> Information shown:
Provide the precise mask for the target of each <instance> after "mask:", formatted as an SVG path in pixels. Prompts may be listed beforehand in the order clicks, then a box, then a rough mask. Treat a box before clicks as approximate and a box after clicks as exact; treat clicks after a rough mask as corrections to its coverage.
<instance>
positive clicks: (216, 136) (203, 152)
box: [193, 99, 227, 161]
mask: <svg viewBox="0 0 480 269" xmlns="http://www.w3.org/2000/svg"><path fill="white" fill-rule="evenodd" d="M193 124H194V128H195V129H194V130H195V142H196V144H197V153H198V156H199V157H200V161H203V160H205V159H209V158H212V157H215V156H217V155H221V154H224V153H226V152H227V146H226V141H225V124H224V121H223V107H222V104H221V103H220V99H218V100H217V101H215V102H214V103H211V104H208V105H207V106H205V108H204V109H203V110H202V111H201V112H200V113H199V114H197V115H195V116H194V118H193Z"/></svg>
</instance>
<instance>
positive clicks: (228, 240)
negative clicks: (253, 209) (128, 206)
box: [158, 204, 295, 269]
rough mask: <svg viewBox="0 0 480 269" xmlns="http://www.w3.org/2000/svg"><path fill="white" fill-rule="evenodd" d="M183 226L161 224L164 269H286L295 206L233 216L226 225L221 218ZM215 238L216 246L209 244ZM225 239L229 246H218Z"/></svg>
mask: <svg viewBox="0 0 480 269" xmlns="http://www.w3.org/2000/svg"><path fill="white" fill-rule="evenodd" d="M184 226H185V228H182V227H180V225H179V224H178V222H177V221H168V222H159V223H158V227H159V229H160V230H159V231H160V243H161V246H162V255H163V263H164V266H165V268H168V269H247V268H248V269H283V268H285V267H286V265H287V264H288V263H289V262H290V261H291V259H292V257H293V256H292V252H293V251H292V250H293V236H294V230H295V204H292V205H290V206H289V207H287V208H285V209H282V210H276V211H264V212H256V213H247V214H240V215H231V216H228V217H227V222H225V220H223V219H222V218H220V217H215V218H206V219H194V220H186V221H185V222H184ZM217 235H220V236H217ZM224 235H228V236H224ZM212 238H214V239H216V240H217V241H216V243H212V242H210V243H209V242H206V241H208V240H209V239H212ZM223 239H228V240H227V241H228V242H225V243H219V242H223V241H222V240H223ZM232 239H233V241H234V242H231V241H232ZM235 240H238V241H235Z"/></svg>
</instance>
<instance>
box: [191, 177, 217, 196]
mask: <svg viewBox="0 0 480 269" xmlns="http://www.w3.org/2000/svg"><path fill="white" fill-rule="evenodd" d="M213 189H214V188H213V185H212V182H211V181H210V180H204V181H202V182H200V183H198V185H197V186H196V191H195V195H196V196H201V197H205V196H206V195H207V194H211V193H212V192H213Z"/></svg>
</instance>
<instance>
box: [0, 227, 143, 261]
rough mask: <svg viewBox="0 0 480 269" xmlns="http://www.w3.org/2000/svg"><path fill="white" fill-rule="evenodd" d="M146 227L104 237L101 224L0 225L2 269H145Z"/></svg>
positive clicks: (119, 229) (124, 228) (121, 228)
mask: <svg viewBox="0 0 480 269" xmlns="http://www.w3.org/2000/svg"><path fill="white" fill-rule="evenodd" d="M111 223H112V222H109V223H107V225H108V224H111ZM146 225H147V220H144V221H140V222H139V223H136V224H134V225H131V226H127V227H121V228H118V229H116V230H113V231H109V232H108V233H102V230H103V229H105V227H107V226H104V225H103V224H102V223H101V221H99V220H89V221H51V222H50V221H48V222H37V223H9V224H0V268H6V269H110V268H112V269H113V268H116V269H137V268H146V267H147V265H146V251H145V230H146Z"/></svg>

> What you need to do:
Convert the records into a JSON list of strings, starting at their first line and ending at the line that contains "box: [193, 99, 227, 161]". Give one string per line and leave out blank lines.

> Answer to this task:
[
  "Provide the precise mask for the target of each <instance> after \"mask:\", formatted as an SVG path in pixels. Prompts may be listed beforehand in the order clicks, then a box, then a rough mask. Treat a box before clicks as approximate and a box after clicks as exact; treat clicks after a rough mask as corrections to its coverage.",
  "<instance>",
  "positive clicks: (216, 136) (203, 152)",
  "box: [193, 99, 227, 161]"
]